━━ DATA PROVIDED

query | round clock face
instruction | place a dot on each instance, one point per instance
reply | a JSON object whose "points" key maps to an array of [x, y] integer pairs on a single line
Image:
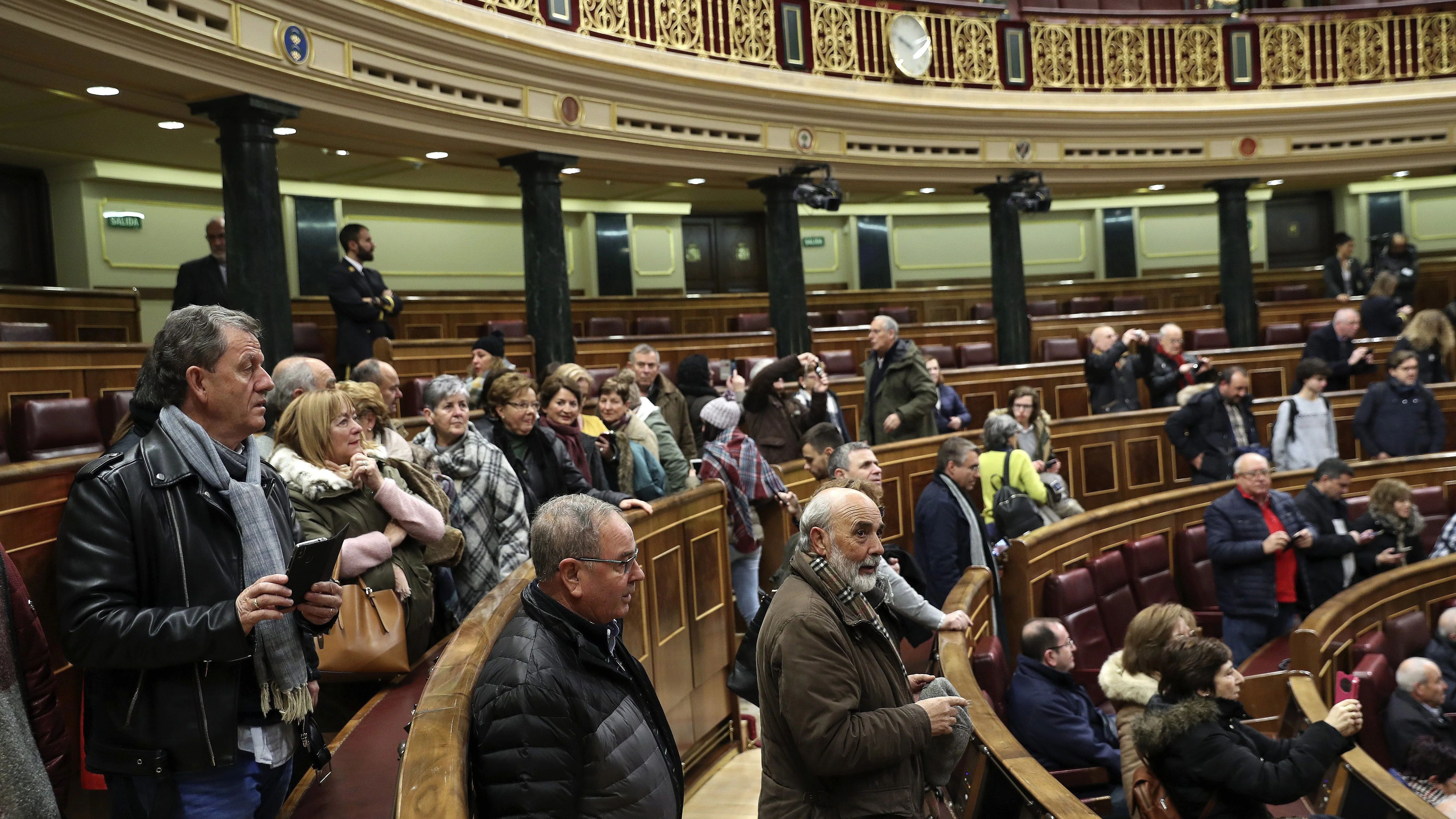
{"points": [[911, 46]]}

━━━━

TO DO - All preceding records should be duplicated verbatim, images excepted.

EXERCISE ANSWER -
query | round clock face
instruction | place a dot on each instance, one point per instance
reply | a JSON object whose "points" key maps to an array of [x, y] integer pairs on a single line
Image:
{"points": [[911, 46]]}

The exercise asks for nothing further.